* _Stated exercise_: State how many lines in the material below contain the string "headscarf", treating uppercase and lowercase as different. Reply with only the number.

• • • •

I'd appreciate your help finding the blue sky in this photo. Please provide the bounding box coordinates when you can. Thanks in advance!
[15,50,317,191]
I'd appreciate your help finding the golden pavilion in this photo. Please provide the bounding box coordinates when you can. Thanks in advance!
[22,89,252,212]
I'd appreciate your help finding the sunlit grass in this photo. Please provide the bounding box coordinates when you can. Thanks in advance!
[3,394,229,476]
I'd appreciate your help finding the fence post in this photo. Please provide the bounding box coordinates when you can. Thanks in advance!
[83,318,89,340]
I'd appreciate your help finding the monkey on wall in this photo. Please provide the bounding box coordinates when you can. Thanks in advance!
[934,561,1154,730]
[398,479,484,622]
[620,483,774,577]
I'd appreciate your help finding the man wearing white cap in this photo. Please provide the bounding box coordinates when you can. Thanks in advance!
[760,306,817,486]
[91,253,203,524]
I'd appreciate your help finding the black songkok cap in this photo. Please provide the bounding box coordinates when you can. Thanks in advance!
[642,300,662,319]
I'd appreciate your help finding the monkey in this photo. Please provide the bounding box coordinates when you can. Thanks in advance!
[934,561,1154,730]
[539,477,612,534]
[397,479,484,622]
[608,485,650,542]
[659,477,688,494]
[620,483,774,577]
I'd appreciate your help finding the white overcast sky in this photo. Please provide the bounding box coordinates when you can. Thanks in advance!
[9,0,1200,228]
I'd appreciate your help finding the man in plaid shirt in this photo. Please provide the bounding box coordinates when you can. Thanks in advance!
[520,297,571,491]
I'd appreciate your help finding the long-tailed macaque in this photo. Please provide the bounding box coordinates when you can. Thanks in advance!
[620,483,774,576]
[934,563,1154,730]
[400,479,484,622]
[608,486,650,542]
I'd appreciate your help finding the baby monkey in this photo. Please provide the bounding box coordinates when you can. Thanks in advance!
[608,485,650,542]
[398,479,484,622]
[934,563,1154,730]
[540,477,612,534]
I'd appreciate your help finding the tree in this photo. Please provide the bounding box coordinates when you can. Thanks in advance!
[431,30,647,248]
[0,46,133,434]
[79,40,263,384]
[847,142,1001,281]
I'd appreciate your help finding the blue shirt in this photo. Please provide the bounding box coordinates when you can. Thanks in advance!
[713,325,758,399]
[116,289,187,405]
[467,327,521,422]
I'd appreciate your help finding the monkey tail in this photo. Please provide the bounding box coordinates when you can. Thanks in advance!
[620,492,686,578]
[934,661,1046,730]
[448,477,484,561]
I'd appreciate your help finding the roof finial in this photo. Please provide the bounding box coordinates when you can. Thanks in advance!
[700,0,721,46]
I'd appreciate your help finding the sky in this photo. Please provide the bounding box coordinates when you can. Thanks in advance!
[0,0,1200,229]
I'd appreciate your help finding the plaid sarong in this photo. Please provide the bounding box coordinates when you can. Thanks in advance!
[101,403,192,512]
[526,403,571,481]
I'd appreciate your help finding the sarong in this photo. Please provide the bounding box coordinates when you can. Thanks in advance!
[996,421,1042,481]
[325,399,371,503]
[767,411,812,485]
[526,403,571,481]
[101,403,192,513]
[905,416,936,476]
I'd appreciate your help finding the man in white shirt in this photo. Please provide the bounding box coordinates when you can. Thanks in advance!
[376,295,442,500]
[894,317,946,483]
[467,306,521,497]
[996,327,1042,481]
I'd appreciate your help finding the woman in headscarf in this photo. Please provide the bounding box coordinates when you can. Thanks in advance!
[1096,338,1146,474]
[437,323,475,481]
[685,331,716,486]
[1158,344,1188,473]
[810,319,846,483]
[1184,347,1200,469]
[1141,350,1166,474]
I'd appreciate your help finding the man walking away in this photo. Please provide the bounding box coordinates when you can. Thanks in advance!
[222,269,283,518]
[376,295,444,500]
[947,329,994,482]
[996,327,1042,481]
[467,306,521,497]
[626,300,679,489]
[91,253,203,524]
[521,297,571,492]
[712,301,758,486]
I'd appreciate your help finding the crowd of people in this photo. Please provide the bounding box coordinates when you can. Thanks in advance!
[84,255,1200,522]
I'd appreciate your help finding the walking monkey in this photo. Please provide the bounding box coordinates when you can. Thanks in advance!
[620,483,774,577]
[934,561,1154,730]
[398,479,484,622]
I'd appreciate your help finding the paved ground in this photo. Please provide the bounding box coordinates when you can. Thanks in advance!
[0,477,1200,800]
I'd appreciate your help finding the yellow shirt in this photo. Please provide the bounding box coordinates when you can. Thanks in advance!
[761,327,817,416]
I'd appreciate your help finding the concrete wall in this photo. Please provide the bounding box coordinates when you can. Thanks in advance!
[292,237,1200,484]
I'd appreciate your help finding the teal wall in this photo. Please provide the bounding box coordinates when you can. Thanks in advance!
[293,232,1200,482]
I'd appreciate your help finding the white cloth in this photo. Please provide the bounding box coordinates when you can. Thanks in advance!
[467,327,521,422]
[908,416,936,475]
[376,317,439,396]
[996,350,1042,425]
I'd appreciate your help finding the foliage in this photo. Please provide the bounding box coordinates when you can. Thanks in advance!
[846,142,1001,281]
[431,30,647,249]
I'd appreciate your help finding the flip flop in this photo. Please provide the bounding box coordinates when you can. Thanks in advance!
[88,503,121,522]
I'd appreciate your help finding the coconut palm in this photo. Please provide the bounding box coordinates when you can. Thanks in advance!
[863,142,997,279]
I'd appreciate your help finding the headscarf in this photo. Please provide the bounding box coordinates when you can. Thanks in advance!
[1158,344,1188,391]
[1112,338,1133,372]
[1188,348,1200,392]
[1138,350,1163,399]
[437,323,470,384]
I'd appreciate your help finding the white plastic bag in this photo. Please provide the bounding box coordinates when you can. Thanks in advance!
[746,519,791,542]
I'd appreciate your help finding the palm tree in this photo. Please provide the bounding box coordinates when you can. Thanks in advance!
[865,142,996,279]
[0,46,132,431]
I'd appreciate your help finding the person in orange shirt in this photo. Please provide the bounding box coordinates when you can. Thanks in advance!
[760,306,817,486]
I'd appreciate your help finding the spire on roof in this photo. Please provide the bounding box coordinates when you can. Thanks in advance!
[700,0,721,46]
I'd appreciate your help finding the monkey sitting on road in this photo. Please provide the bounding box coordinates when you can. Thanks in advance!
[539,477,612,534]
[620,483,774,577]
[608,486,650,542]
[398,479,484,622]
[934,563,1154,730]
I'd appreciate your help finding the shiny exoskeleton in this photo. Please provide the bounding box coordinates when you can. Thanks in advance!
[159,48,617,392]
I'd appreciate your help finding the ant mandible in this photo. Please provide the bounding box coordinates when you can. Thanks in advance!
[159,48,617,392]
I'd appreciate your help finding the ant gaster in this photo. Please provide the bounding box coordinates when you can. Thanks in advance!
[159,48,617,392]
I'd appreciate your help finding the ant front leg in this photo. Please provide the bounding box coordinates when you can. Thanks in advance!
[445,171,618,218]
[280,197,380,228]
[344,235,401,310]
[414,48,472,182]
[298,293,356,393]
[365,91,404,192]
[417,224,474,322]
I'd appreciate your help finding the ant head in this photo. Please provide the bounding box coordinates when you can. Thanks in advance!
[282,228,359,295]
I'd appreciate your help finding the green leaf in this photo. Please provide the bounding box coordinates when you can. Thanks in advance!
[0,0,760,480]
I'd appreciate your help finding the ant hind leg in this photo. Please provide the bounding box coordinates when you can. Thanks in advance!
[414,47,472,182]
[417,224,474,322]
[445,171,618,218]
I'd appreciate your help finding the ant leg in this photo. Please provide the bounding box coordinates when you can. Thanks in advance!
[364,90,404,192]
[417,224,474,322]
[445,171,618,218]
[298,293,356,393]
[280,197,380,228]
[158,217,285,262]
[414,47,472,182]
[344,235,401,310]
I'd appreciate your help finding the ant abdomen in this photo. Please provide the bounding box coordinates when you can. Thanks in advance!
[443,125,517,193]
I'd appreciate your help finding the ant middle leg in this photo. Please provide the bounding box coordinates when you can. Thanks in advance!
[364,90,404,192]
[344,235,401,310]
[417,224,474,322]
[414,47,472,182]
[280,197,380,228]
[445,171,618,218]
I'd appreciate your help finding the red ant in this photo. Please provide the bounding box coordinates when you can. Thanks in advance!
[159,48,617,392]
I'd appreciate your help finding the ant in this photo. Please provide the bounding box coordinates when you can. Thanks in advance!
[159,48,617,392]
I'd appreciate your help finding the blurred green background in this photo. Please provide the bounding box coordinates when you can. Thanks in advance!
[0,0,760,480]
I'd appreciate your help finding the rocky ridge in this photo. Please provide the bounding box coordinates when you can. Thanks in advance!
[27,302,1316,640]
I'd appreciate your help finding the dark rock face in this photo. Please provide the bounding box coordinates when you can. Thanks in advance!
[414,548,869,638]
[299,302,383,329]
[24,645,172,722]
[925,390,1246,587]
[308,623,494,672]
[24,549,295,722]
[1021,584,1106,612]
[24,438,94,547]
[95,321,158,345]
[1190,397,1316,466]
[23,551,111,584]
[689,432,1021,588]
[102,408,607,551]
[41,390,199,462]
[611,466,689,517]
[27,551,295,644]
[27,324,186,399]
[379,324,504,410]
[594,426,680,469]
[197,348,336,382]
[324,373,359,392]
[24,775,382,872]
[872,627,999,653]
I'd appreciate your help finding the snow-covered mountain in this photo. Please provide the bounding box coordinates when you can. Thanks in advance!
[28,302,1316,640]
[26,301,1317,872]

• • • •

* _Completed task_: 2